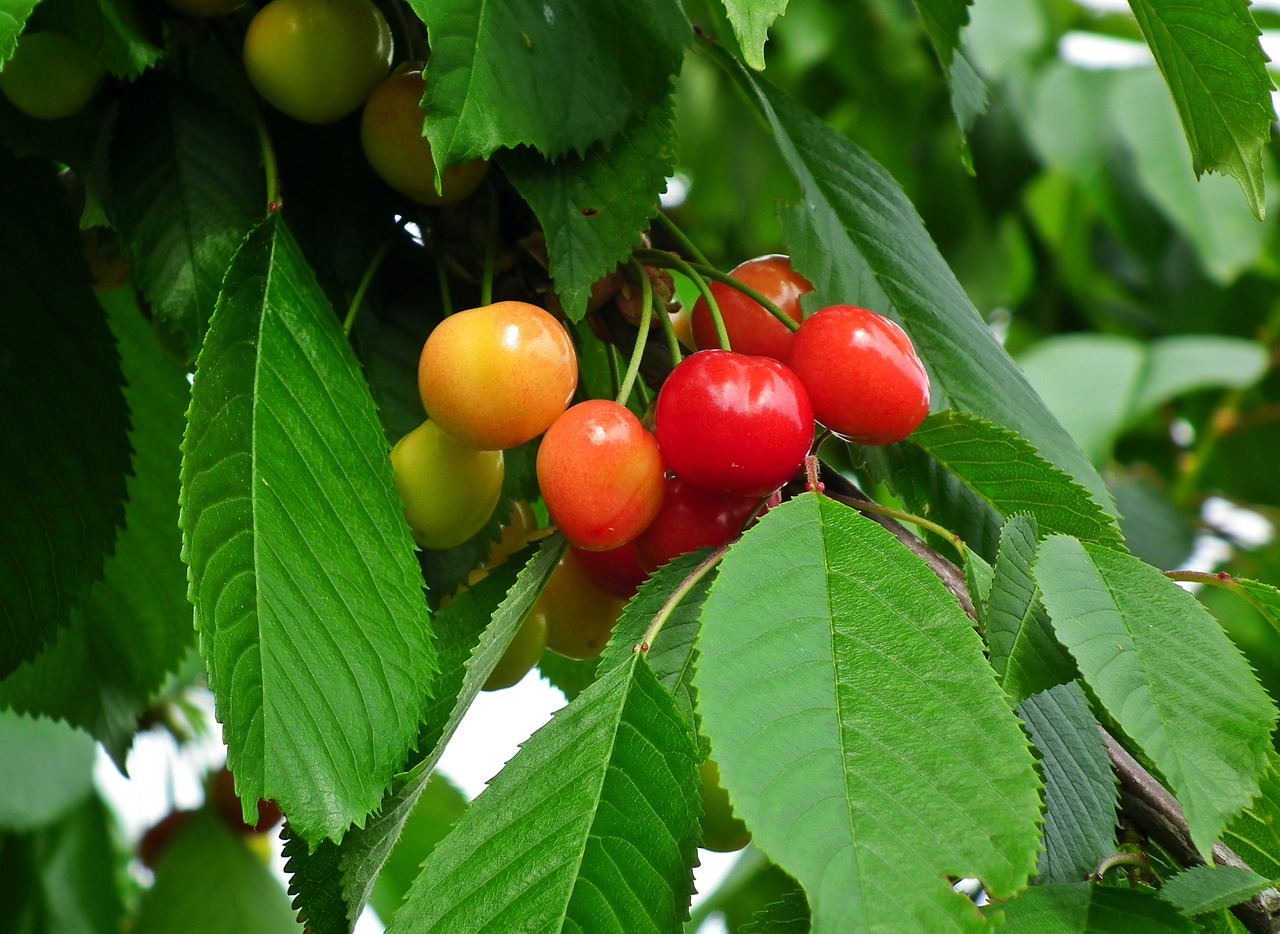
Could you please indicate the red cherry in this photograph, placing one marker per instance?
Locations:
(734, 424)
(691, 518)
(753, 330)
(862, 375)
(616, 572)
(600, 475)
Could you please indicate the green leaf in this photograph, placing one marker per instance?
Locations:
(1022, 646)
(13, 18)
(435, 811)
(1201, 889)
(56, 880)
(752, 21)
(1255, 834)
(594, 207)
(48, 768)
(1101, 384)
(826, 687)
(187, 187)
(135, 626)
(672, 655)
(1162, 668)
(859, 241)
(470, 645)
(592, 827)
(1216, 72)
(1079, 784)
(309, 603)
(1009, 474)
(210, 883)
(112, 30)
(59, 397)
(1084, 909)
(557, 76)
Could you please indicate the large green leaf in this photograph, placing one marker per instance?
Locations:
(859, 241)
(187, 187)
(135, 626)
(60, 397)
(210, 883)
(1210, 56)
(592, 827)
(1164, 671)
(1100, 384)
(833, 672)
(13, 18)
(1079, 784)
(333, 882)
(1083, 909)
(594, 207)
(557, 76)
(1019, 637)
(309, 603)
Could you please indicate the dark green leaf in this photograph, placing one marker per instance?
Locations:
(752, 21)
(60, 395)
(1216, 71)
(309, 603)
(46, 769)
(556, 76)
(470, 645)
(1201, 889)
(594, 207)
(1084, 909)
(210, 883)
(1162, 668)
(59, 878)
(187, 187)
(823, 685)
(859, 241)
(1079, 784)
(135, 626)
(592, 827)
(1020, 640)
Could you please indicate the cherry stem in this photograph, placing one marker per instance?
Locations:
(677, 595)
(668, 330)
(365, 280)
(641, 339)
(657, 257)
(490, 250)
(681, 238)
(890, 512)
(712, 273)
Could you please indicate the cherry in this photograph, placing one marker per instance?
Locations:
(616, 572)
(752, 329)
(498, 375)
(734, 424)
(691, 518)
(600, 475)
(862, 375)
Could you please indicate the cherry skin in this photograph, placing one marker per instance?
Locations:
(50, 76)
(600, 475)
(449, 489)
(616, 572)
(752, 329)
(391, 133)
(691, 518)
(498, 375)
(579, 616)
(734, 424)
(316, 60)
(862, 374)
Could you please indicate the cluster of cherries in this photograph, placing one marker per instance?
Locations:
(730, 429)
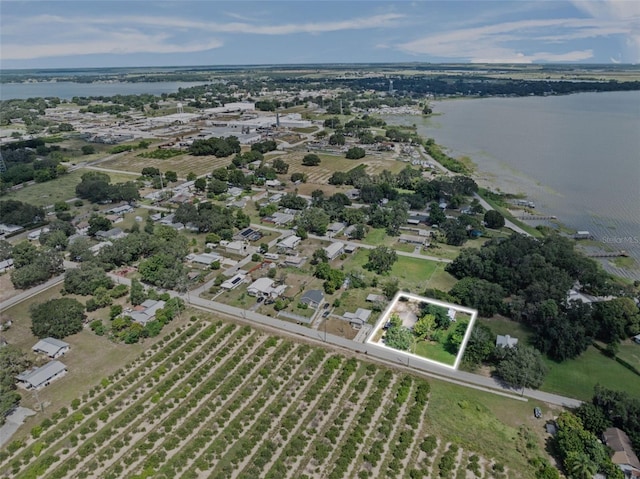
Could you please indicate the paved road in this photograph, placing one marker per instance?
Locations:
(24, 295)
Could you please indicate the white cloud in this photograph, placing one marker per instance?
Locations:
(495, 43)
(69, 35)
(114, 43)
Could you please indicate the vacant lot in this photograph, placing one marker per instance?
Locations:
(219, 400)
(332, 163)
(182, 165)
(577, 377)
(60, 189)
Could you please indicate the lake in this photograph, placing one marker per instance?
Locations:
(67, 90)
(575, 156)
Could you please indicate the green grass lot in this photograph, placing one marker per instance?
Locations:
(377, 237)
(577, 377)
(505, 212)
(485, 423)
(90, 359)
(630, 352)
(440, 279)
(434, 351)
(182, 165)
(60, 189)
(413, 274)
(331, 163)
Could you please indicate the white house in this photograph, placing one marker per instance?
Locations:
(54, 348)
(235, 247)
(506, 341)
(289, 243)
(334, 250)
(146, 311)
(313, 298)
(265, 287)
(233, 282)
(38, 378)
(205, 258)
(359, 318)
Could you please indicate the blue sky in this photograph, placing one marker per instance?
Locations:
(98, 33)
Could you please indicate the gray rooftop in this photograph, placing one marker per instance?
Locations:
(38, 376)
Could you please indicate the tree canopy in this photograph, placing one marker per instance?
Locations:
(57, 318)
(381, 259)
(522, 366)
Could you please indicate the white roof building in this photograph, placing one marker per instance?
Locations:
(205, 258)
(233, 282)
(506, 341)
(334, 250)
(359, 318)
(290, 242)
(54, 348)
(265, 287)
(146, 311)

####################

Which lines in the entries above contain "leaf"? Pull each of them out.

Could you please indicate the green leaf in this photograph, placing one marker per instance?
Could you please indicate the large green leaf in this photograph, placing one marker per instance?
Could you please indicate the dark green leaf in this photograph, placing one marker per instance?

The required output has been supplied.